Collected data
********************

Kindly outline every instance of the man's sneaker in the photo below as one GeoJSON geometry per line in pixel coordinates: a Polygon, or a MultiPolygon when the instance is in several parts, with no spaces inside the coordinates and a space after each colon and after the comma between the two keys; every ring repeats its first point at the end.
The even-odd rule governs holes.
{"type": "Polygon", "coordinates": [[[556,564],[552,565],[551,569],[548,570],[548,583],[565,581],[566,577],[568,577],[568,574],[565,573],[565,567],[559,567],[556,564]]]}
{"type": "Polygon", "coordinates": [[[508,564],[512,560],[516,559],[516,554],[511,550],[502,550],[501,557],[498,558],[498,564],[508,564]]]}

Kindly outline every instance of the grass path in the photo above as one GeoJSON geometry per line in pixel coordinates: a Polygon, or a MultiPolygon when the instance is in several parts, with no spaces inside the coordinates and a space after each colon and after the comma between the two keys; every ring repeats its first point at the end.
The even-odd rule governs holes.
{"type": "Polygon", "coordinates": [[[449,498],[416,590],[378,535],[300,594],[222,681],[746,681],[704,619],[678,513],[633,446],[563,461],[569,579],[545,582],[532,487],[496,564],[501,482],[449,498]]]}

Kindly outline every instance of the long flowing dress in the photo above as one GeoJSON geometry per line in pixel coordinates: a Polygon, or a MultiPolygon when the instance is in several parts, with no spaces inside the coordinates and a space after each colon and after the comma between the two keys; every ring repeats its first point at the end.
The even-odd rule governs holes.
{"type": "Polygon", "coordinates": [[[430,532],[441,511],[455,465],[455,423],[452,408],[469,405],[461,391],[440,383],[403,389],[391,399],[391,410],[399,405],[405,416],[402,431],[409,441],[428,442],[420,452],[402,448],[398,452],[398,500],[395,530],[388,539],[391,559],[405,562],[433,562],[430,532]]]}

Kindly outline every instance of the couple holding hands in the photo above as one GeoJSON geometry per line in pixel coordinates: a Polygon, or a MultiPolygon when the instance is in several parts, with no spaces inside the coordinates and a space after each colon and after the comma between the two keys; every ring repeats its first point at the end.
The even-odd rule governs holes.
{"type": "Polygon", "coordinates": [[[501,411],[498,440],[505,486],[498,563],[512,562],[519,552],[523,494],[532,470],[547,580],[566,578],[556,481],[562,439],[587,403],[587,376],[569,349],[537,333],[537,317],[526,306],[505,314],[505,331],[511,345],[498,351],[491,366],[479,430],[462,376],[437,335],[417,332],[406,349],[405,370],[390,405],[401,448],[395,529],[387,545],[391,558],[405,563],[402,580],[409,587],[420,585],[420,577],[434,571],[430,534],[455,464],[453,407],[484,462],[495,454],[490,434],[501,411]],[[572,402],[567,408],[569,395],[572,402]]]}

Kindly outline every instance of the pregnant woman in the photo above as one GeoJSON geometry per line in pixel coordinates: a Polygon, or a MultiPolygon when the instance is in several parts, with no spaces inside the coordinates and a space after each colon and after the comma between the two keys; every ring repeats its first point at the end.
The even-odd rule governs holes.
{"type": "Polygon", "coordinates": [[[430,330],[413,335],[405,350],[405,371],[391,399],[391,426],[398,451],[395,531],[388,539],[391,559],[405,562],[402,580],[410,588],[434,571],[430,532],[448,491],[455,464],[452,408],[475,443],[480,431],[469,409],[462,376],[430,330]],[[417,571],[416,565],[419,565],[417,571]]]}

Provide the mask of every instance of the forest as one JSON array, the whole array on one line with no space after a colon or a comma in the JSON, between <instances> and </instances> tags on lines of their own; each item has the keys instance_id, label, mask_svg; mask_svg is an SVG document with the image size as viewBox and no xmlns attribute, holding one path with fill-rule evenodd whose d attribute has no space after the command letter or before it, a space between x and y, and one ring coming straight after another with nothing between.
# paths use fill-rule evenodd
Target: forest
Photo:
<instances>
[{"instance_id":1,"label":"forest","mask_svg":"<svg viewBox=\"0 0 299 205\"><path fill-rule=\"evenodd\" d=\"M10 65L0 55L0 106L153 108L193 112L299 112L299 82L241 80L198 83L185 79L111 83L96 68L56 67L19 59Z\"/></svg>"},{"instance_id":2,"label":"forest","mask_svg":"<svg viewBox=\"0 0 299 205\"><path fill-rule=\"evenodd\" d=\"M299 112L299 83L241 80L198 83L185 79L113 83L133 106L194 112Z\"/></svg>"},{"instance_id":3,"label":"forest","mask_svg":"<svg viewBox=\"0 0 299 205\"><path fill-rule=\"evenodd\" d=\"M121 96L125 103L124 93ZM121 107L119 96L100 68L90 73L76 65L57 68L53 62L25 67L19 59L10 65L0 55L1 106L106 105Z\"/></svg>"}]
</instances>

********************

Exactly as given, repeat each line above.

Kindly outline every instance of the man's sneaker in the photo below as one GeoJSON geometry per line in pixel coordinates: a Polygon, or a MultiPolygon when the instance is in several parts, with no spaces inside the coordinates and a space after each colon and after the comma between the two keys; every ring repeats its first point at the end.
The even-odd rule governs holes.
{"type": "Polygon", "coordinates": [[[556,564],[552,565],[551,569],[548,570],[548,583],[565,581],[566,577],[568,577],[568,574],[565,573],[565,567],[559,567],[556,564]]]}
{"type": "Polygon", "coordinates": [[[508,564],[512,560],[516,559],[516,554],[511,550],[502,550],[501,557],[498,558],[498,564],[508,564]]]}

Kindly outline every instance of the grass path in the photo above as one GeoJSON geometry per line in pixel coordinates: a Polygon, or a MultiPolygon when the instance is in several parts, with no spaces inside the coordinates and a space after each colon and after the comma between the two keys; every ring repeats its first point at the end.
The even-odd rule governs holes.
{"type": "Polygon", "coordinates": [[[449,498],[416,590],[378,535],[300,594],[222,681],[746,681],[704,619],[678,513],[633,446],[563,461],[569,579],[545,582],[532,487],[496,564],[501,482],[449,498]]]}

Kindly outline every instance of the long flowing dress in the photo above as one GeoJSON geometry per line in pixel coordinates: a Polygon, or a MultiPolygon when the instance is in several parts, with no spaces inside the coordinates and a space after each colon and after the comma between the two keys; every ring repeats its first point at the end.
The even-odd rule governs holes.
{"type": "Polygon", "coordinates": [[[430,532],[441,511],[455,465],[455,423],[452,408],[469,405],[461,391],[440,383],[403,389],[391,399],[391,410],[399,405],[405,416],[402,431],[409,441],[428,442],[420,452],[402,448],[398,452],[398,500],[395,530],[388,539],[391,559],[405,562],[433,562],[430,532]]]}

Kindly outline every instance of the couple holding hands in the photo above as one GeoJSON geometry per line in pixel coordinates: a Polygon, or a MultiPolygon when the instance is in several parts, with no spaces inside the coordinates and a space after each colon and after the comma between the two keys; every ring repeats its first point at the end.
The even-odd rule governs holes.
{"type": "Polygon", "coordinates": [[[501,411],[498,440],[505,486],[498,563],[512,562],[519,552],[523,494],[532,470],[547,580],[566,578],[556,481],[562,439],[587,403],[587,376],[569,349],[537,333],[537,317],[526,306],[505,314],[505,331],[511,345],[498,351],[491,366],[479,430],[462,376],[437,335],[417,332],[406,349],[405,370],[390,405],[401,448],[395,529],[387,545],[391,558],[405,563],[402,580],[409,587],[420,585],[420,577],[434,571],[430,534],[455,464],[453,407],[484,462],[495,454],[490,434],[501,411]],[[572,402],[567,408],[569,395],[572,402]]]}

Kindly outline every instance of the pregnant woman in the photo above as one GeoJSON geometry per line in pixel coordinates: a Polygon, or a MultiPolygon when the instance is in several parts, with no spaces inside the coordinates and a space after each colon and after the comma between the two keys; every ring repeats its first point at the end.
The even-odd rule governs holes.
{"type": "Polygon", "coordinates": [[[430,330],[413,335],[405,350],[405,371],[391,399],[391,426],[398,451],[395,531],[388,539],[391,559],[405,562],[402,580],[410,588],[434,571],[430,532],[448,491],[455,464],[452,408],[475,443],[480,431],[469,409],[462,376],[430,330]],[[417,571],[416,565],[419,565],[417,571]]]}

Provide the mask of every instance of the forest as one JSON array, the whole array on one line with no space after a colon or a comma in the JSON, between <instances> and </instances> tags on lines of their own; each item has the keys instance_id, label, mask_svg; mask_svg is an SVG document with the image size as viewBox and no xmlns attribute, holding one path with fill-rule evenodd whose d attribute has no space after the command letter or before it, a space between x and y, and one ring coming straight after another with nothing between.
# paths use fill-rule evenodd
Target: forest
Photo:
<instances>
[{"instance_id":1,"label":"forest","mask_svg":"<svg viewBox=\"0 0 299 205\"><path fill-rule=\"evenodd\" d=\"M10 65L0 55L0 106L153 108L193 112L299 112L299 82L241 80L198 83L185 79L111 83L96 68L56 67L19 59Z\"/></svg>"},{"instance_id":2,"label":"forest","mask_svg":"<svg viewBox=\"0 0 299 205\"><path fill-rule=\"evenodd\" d=\"M299 112L299 83L241 80L198 83L185 79L113 83L133 106L194 112Z\"/></svg>"},{"instance_id":3,"label":"forest","mask_svg":"<svg viewBox=\"0 0 299 205\"><path fill-rule=\"evenodd\" d=\"M121 96L125 103L124 93ZM121 107L119 96L100 68L90 73L76 65L57 68L53 62L25 67L19 59L10 65L0 55L1 106L106 105Z\"/></svg>"}]
</instances>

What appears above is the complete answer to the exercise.